Segment Start: Given passage

If marriage isn't an option for you, some ways of coping are what I think persNickety was getting at: Sexual Sublimation (although I'm no longer a fan of the word). Converting your emotions into useful actions instead of letting them fester. Weight Lifting, Building stuff (if that's a skill), designing apps (if that's a skill)...while I'm not exactly in your situation, these things help me. But to get closer to your emotion; maybe meet and becoming friends with people who are new widows or widowers (regardless of their age) who experience a loneliness even worse than yours; save them from their loneliness. Give what you need. "Give and you will receive", that's a promise from God. Just some ideas.

But I wonder...not to get into your personal life, but you seem pretty experienced in establishing relationships with people (though some weren't pure). So could you simply do everything you did before (in nurturing a pure relationship) with a Christian woman - in all the ways you know how - except add marriage to the equation as a preliminary step to physical intimacy? What barriers exist? Is it tradition/culture that's getting in the way of marriage (i.e. "well married people must live in the same house, get joint accounts, cars, etc...etc")? Because the only thing you were lacking before was your good standing with God (marriage covenant). That's it. And what society thinks married people should do doesn't really matter, only what God thinks matters. We aren't to "conform to this world" anyway because it doesn't know what the heck it's doing.

----

I'm just spit-balling but maybe that's an idea for many of us; is that what's stopping many of us from getting married? Because we're trying to line up with what society traditionally expects married people to do (same house, same bank account, everything under one name, etc.) and so the costs outweigh the benefits for both the men and women? Because it seems at times that non-married couples (who don't share everything) can be more faithful to each other than married couples. Marriage is simply (but profoundly) a promise under God to trust, honor and be faithful to one's spouse, with witnesses confirming that promise...after that, why does anything else in their situation need to change sooner than either wants or needs it to?
 
I

iTOREtheSKY

Guest
#23
So I am probably the last person anyone might care to hear sound off on this,but maybe what I have to say might make sense.
As a man who is coming up on the 2 year mark since his divorce,and being single & without physical intimacy since...not counting the last nearly 2 years of my disintegrating marriage where my ex & I were for lack of better terms "roommates",and nothing but friends who happened to live under the same roof,I can understand what it's like to miss that bond of intimacy with someone.

Having been with her for 11 years of my life (2 dating long distance,followed by 9 married) She has been all I have "known" physically in that time. I have only been intimate with 6 women in my lifetime. I regret all 6 times. Not because I didn't "love" them,or truly "want" or "care" for them deeply,but because in my heart I'm pretty sure it wasn't God's perfect plan looking back upon it all now. Having loved & knowing the heartbreak of loss. Missing that closeness that you can only achieve fully & completely when you are bonded with someone through sexual intimacy. Nothing can compare.

Do I often miss being married & having that bond with my wife? I did. I think by the time the marriage was over I had already closed myself off (mentally & physically) of having another relationship,be it marriage or casual dating. And while sex with my wife was amazing & loving & beautiful...I am sure it wasn't as amazing as it could have been if she'd had been a believer & we'd been serving God in some capacity together. So in some ways,I still don't know "physically" what it is like to be loved fully by a woman who at her core shares much of the same beliefs as I do.

Segment End: Given passage
Segment Start: Dataset content

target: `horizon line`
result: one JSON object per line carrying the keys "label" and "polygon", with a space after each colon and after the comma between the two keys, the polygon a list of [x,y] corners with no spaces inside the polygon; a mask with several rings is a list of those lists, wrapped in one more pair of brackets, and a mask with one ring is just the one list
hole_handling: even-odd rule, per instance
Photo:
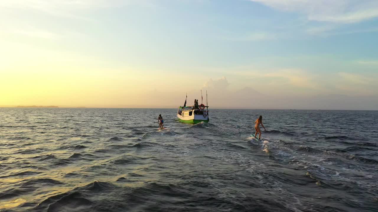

Segment End: Dataset content

§ **Assigned task**
List everything the marriage discussion above says marriage promises under God to do toward one's spouse.

§ **Response**
- Trust
- Honor
- Be faithful